◆ STATED EXERCISE ◆
Reproduce word for word the lines of the entries below, beginning with the line that contains "spoiler in the picture above." and running through the final line of the entries.

··· RECORDS TO PROCESS ···

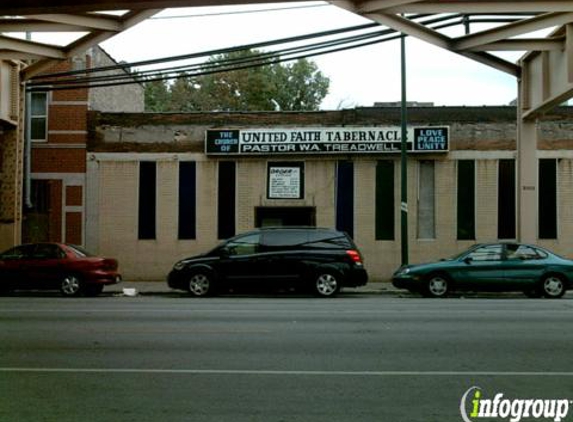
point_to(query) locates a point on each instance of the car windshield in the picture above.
(79, 251)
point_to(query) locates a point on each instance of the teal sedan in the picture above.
(496, 267)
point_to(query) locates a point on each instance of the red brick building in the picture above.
(57, 120)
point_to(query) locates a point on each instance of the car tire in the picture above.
(553, 286)
(534, 293)
(71, 286)
(437, 285)
(326, 284)
(201, 284)
(94, 290)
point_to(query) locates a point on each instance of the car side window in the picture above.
(522, 252)
(486, 253)
(19, 252)
(245, 245)
(48, 252)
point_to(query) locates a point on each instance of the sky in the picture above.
(358, 77)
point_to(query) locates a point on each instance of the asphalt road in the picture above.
(353, 358)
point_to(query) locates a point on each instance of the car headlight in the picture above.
(179, 266)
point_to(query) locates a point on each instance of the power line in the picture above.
(239, 12)
(46, 82)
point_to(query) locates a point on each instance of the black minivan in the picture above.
(321, 260)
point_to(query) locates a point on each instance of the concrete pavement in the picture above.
(160, 287)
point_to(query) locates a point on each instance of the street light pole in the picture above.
(404, 156)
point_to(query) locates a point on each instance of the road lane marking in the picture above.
(289, 373)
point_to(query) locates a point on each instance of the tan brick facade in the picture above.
(113, 179)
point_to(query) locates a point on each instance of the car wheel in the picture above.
(94, 290)
(71, 285)
(326, 284)
(553, 286)
(533, 293)
(200, 284)
(437, 286)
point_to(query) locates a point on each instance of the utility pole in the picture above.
(404, 156)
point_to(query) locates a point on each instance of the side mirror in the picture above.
(224, 252)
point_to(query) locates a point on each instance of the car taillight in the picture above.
(354, 256)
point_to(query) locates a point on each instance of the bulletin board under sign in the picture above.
(321, 140)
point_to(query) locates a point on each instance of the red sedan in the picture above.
(53, 266)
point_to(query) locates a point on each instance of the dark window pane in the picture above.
(506, 200)
(466, 200)
(426, 200)
(39, 104)
(385, 200)
(226, 202)
(345, 197)
(147, 200)
(38, 128)
(187, 200)
(547, 199)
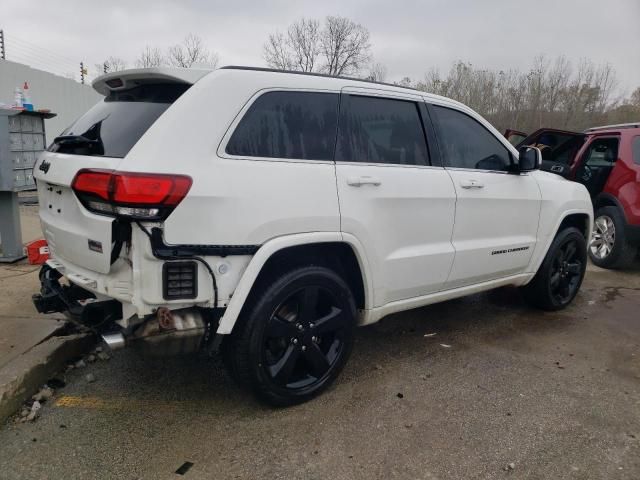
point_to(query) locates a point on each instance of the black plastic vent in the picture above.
(179, 280)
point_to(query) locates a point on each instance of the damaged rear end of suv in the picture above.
(104, 201)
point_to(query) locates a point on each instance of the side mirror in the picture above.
(529, 158)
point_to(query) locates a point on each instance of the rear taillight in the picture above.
(142, 196)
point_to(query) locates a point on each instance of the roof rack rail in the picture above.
(315, 74)
(618, 125)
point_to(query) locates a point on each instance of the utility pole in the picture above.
(2, 52)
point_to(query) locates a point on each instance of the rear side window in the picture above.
(113, 126)
(636, 150)
(297, 125)
(381, 130)
(466, 143)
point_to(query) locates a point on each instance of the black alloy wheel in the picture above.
(304, 338)
(566, 271)
(560, 275)
(294, 335)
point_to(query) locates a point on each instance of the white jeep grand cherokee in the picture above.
(268, 213)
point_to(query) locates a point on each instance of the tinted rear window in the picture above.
(113, 126)
(381, 130)
(297, 125)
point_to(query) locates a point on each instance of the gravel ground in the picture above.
(519, 393)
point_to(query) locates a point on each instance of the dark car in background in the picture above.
(606, 160)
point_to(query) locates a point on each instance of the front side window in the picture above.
(597, 165)
(296, 125)
(381, 130)
(466, 143)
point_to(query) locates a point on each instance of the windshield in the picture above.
(112, 127)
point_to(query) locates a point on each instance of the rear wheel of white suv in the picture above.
(294, 336)
(558, 279)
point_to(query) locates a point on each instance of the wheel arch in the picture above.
(578, 218)
(330, 249)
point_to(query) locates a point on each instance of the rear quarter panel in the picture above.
(624, 181)
(560, 198)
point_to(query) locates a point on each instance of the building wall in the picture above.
(67, 98)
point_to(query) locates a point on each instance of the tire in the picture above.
(608, 247)
(294, 336)
(558, 279)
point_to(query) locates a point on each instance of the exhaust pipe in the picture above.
(115, 341)
(167, 333)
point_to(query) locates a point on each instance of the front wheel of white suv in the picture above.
(608, 247)
(294, 336)
(558, 279)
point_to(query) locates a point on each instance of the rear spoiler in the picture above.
(124, 79)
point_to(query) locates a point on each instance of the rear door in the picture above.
(497, 212)
(99, 139)
(397, 203)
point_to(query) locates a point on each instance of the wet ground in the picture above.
(557, 395)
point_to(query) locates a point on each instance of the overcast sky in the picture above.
(409, 37)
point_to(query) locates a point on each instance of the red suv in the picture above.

···

◆ RESPONSE BELOW ◆
point_to(query) locates a point on each instance of the rear spoiler in the picture above.
(124, 79)
point_to(query) locates a point on each instance of the rear door in the picture above.
(497, 212)
(99, 139)
(397, 203)
point_to(query) locates a point on each instance of the wet ground in the picture above.
(557, 395)
point_to(query) locates a point on each instance of the overcast sky in the picture above.
(409, 37)
point_to(query) locates a point on each instance of the red suv in the picture above.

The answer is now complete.